PASSAGE GIVEN ::
===============

# One-vs-All and One-vs-One in svm?

What is the difference between a one-vs-all and a one-vs-one SVM classifier?

Does the one-vs-all mean one classifier to classify all types / categories of the new image and one-vs-one mean each type / category of new image classify with different classifier (each category is handled by special classifier)?

For example, if the new image to be classified into circle, rectangle, triangle, etc.

The difference is the number of classifiers you have to learn, which strongly correlates with the decision boundary they create.

Assume you have $N$ different classes. One vs all will train one classifier per class in total $N$ classifiers. For class $i$ it will assume $i$-labels as positive and the rest as negative. This often leads to imbalanced datasets meaning generic SVM might not work, but still there are some workarounds.

===============

DATASET SECTION ::

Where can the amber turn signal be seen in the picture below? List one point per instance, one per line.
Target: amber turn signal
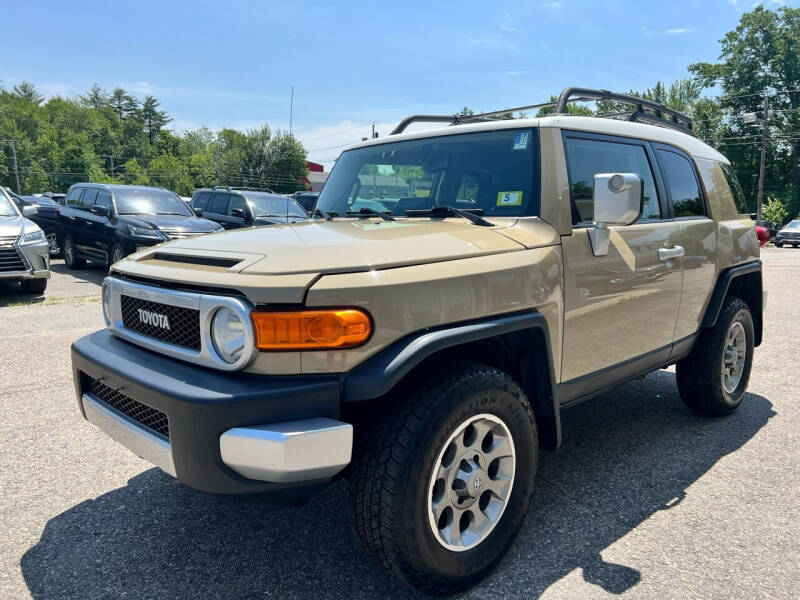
(311, 329)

===============

THE REQUEST ::
Repeat the SVM passage word for word between "For example, if" and "boundary they create.", inclusive. The lines above are separate material, apart from the SVM passage.

COMPLETE RESPONSE ::
For example, if the new image to be classified into circle, rectangle, triangle, etc.

The difference is the number of classifiers you have to learn, which strongly correlates with the decision boundary they create.